■ **RECORDS FOR THE TASK**
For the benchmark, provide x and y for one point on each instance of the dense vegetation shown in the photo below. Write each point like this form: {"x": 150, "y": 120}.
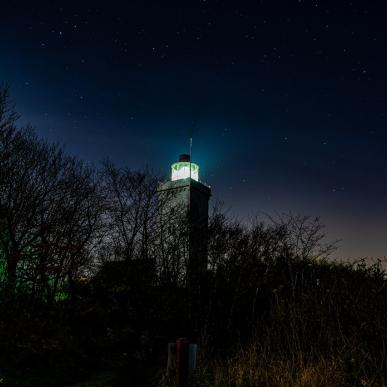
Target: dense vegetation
{"x": 92, "y": 282}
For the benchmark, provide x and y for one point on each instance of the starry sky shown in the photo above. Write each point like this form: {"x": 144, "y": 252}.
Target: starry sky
{"x": 285, "y": 100}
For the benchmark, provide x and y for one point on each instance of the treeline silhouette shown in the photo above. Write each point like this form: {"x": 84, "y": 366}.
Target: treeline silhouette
{"x": 93, "y": 277}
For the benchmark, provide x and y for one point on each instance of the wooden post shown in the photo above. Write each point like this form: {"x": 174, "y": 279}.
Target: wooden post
{"x": 182, "y": 346}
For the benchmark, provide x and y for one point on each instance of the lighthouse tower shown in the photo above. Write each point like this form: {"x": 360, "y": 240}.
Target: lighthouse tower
{"x": 186, "y": 194}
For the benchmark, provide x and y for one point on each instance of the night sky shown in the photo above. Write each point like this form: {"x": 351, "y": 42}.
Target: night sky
{"x": 285, "y": 100}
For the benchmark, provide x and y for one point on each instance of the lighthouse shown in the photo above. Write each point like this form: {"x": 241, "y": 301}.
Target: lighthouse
{"x": 185, "y": 195}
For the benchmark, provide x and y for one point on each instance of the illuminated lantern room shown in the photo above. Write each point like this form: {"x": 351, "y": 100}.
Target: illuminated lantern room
{"x": 180, "y": 169}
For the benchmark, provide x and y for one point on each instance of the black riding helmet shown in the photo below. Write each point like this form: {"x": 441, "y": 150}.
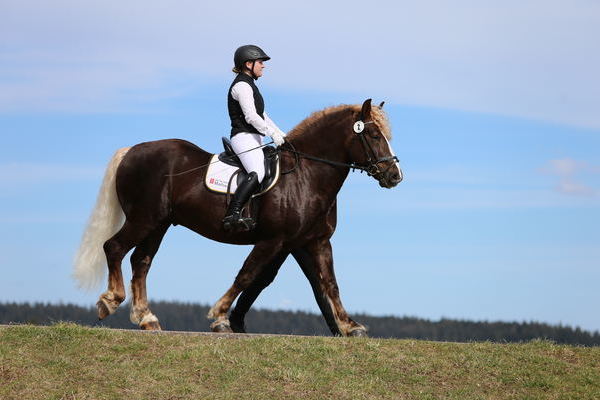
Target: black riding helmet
{"x": 245, "y": 53}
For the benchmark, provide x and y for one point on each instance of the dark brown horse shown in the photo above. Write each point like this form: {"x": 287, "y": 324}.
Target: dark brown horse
{"x": 144, "y": 184}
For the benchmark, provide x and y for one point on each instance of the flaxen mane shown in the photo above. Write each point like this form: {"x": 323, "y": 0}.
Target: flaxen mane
{"x": 316, "y": 118}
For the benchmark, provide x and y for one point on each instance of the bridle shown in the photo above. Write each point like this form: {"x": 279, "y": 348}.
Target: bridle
{"x": 371, "y": 166}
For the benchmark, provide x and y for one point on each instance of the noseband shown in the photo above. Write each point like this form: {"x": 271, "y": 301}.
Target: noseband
{"x": 370, "y": 167}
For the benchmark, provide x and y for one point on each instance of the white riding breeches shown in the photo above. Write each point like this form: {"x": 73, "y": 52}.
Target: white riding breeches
{"x": 254, "y": 160}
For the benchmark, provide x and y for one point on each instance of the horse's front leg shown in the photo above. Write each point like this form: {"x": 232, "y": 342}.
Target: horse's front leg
{"x": 249, "y": 295}
{"x": 316, "y": 261}
{"x": 262, "y": 255}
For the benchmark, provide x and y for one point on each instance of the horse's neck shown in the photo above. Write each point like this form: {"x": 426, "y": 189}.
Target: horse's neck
{"x": 328, "y": 143}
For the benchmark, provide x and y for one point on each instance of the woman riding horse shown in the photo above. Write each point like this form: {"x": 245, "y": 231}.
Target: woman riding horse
{"x": 153, "y": 185}
{"x": 249, "y": 122}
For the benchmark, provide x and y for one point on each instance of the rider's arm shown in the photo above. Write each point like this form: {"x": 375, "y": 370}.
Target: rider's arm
{"x": 270, "y": 122}
{"x": 242, "y": 92}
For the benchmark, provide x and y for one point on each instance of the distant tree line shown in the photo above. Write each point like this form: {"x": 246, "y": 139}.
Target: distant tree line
{"x": 192, "y": 317}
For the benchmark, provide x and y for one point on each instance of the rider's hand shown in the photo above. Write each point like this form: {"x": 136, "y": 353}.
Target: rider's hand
{"x": 278, "y": 138}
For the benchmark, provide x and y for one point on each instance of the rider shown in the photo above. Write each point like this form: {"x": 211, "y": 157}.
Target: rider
{"x": 249, "y": 122}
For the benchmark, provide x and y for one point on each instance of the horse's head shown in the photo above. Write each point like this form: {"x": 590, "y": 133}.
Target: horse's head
{"x": 370, "y": 147}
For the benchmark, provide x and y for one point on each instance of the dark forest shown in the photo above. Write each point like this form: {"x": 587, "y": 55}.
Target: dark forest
{"x": 192, "y": 317}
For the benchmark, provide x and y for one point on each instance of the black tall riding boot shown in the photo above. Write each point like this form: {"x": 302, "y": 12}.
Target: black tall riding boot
{"x": 233, "y": 220}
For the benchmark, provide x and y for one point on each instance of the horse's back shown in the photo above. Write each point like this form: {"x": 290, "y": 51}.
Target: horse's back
{"x": 145, "y": 176}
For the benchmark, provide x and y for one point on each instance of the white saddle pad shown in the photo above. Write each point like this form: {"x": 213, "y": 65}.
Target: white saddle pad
{"x": 219, "y": 175}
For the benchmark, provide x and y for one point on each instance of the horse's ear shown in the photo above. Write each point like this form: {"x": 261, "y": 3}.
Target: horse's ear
{"x": 366, "y": 110}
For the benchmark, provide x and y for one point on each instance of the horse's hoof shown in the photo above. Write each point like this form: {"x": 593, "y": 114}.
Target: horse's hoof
{"x": 237, "y": 326}
{"x": 103, "y": 310}
{"x": 221, "y": 327}
{"x": 150, "y": 326}
{"x": 361, "y": 332}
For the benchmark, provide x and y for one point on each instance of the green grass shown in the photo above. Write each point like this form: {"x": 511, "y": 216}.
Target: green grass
{"x": 67, "y": 361}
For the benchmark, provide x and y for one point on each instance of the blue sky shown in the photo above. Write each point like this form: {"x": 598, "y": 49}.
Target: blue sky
{"x": 493, "y": 107}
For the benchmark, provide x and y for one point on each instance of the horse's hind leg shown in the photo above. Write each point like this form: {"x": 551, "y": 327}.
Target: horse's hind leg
{"x": 115, "y": 249}
{"x": 141, "y": 259}
{"x": 249, "y": 295}
{"x": 262, "y": 254}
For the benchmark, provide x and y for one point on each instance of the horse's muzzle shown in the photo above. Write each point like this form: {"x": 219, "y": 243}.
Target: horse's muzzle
{"x": 390, "y": 179}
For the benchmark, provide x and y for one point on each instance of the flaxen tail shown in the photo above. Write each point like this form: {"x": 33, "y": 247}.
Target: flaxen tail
{"x": 106, "y": 219}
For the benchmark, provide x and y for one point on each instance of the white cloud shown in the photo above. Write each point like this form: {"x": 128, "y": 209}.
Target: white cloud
{"x": 569, "y": 171}
{"x": 536, "y": 59}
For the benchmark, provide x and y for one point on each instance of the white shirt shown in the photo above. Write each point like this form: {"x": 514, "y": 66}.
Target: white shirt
{"x": 242, "y": 93}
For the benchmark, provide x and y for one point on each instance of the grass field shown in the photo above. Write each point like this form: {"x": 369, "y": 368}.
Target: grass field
{"x": 67, "y": 361}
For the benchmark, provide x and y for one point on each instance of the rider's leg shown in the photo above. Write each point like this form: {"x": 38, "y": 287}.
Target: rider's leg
{"x": 253, "y": 162}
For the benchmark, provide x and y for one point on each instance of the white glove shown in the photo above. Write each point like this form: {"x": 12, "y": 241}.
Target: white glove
{"x": 278, "y": 138}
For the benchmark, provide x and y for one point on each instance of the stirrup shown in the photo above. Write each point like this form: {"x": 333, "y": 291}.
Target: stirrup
{"x": 238, "y": 223}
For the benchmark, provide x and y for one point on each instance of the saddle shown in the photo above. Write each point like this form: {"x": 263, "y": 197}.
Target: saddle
{"x": 226, "y": 170}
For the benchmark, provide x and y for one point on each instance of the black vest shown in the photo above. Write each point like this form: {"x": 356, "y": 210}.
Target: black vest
{"x": 238, "y": 122}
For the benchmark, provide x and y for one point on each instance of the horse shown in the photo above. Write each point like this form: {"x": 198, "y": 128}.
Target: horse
{"x": 152, "y": 185}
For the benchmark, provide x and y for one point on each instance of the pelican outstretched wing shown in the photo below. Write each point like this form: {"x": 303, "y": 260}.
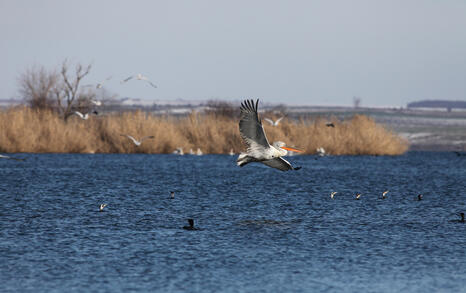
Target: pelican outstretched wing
{"x": 278, "y": 163}
{"x": 269, "y": 120}
{"x": 250, "y": 126}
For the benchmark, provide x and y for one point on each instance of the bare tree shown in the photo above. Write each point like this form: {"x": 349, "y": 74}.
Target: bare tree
{"x": 68, "y": 95}
{"x": 37, "y": 86}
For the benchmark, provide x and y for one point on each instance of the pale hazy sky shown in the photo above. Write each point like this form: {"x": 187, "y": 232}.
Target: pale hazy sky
{"x": 298, "y": 52}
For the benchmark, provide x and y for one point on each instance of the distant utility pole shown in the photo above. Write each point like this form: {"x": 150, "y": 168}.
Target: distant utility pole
{"x": 356, "y": 102}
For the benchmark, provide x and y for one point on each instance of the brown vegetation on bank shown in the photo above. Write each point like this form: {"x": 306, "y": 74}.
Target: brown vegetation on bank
{"x": 40, "y": 131}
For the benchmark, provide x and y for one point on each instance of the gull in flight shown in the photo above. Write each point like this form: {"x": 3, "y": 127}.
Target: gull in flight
{"x": 384, "y": 194}
{"x": 274, "y": 123}
{"x": 258, "y": 147}
{"x": 100, "y": 84}
{"x": 10, "y": 158}
{"x": 138, "y": 142}
{"x": 138, "y": 77}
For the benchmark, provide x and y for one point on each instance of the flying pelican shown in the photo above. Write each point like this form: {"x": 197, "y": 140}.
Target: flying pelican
{"x": 138, "y": 142}
{"x": 139, "y": 77}
{"x": 102, "y": 206}
{"x": 100, "y": 84}
{"x": 274, "y": 123}
{"x": 259, "y": 149}
{"x": 10, "y": 158}
{"x": 384, "y": 193}
{"x": 191, "y": 225}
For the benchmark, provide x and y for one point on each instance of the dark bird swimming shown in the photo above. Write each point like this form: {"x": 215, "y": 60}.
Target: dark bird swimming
{"x": 191, "y": 225}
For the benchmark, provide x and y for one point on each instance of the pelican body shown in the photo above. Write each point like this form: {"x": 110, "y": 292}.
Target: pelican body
{"x": 259, "y": 149}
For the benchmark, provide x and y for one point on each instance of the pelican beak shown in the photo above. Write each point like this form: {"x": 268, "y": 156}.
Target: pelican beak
{"x": 291, "y": 149}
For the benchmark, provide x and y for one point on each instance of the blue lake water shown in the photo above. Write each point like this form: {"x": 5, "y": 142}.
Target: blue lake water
{"x": 262, "y": 230}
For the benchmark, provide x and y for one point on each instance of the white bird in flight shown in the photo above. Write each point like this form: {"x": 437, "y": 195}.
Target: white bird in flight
{"x": 10, "y": 158}
{"x": 259, "y": 149}
{"x": 100, "y": 84}
{"x": 274, "y": 123}
{"x": 139, "y": 77}
{"x": 138, "y": 142}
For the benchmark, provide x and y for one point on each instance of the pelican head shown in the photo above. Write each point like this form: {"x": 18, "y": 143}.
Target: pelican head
{"x": 282, "y": 150}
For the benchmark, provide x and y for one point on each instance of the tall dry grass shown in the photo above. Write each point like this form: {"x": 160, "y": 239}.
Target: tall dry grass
{"x": 26, "y": 130}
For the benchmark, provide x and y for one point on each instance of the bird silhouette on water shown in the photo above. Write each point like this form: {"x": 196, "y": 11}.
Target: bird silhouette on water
{"x": 384, "y": 194}
{"x": 191, "y": 225}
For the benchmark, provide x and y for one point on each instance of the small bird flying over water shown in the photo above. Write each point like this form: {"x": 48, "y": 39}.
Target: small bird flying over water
{"x": 10, "y": 158}
{"x": 102, "y": 206}
{"x": 178, "y": 151}
{"x": 274, "y": 123}
{"x": 137, "y": 142}
{"x": 139, "y": 76}
{"x": 384, "y": 194}
{"x": 258, "y": 147}
{"x": 191, "y": 225}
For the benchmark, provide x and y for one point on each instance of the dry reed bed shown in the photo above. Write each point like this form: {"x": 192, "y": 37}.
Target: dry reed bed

■ **EXERCISE**
Reproduce precisely the span of lines that begins at the line containing "the pelican beak" and ends with the last line of the listing.

■ **WRITTEN SOLUTION**
For the benchmark, provide x and y for one point on each instance of the pelican beak shown in the photo above. Write each point like this form: {"x": 268, "y": 156}.
Target: pelican beak
{"x": 291, "y": 149}
For the benchmark, provide x and y for one point on each instance of the blue lake water shown in the photo above. Write each point like this form: {"x": 5, "y": 142}.
Target: blue lake water
{"x": 262, "y": 230}
For the benchmark, provide x and y for one point on each instance of the white bird in flight shown in the photo above. Write each point like this form: {"x": 437, "y": 195}.
Target: white bird in flight
{"x": 10, "y": 158}
{"x": 259, "y": 149}
{"x": 100, "y": 84}
{"x": 274, "y": 123}
{"x": 139, "y": 77}
{"x": 138, "y": 142}
For the benchmark, provide x and y for one point on each instance of the pelican head shown in the photo above. Write each point like this form: {"x": 18, "y": 143}.
Target: pelican head
{"x": 282, "y": 150}
For the benchmark, provide x and y for one point on each instance of the tall dry grass shown in the photo above. Write each point like this form: {"x": 160, "y": 239}.
Target: tall dry grass
{"x": 26, "y": 130}
For the benchmark, provide x and y for one point on each instance of the bird silhouette on water shown in the photo above. Write each point like this form: {"x": 196, "y": 11}.
Target: bird silhouette on water
{"x": 384, "y": 194}
{"x": 191, "y": 225}
For the benchmark, provide x and y for one point on each instance of the small bird flying over water shown in the photo above. Write each point like this form: {"x": 48, "y": 39}.
Target: small bird flying over water
{"x": 10, "y": 158}
{"x": 102, "y": 206}
{"x": 178, "y": 151}
{"x": 274, "y": 123}
{"x": 137, "y": 142}
{"x": 139, "y": 76}
{"x": 384, "y": 194}
{"x": 258, "y": 147}
{"x": 191, "y": 225}
For the benchmark, provide x and y for one point on each instance of the dry reed bed shown in the photo above. Write each point like this form: {"x": 192, "y": 37}.
Target: dry reed bed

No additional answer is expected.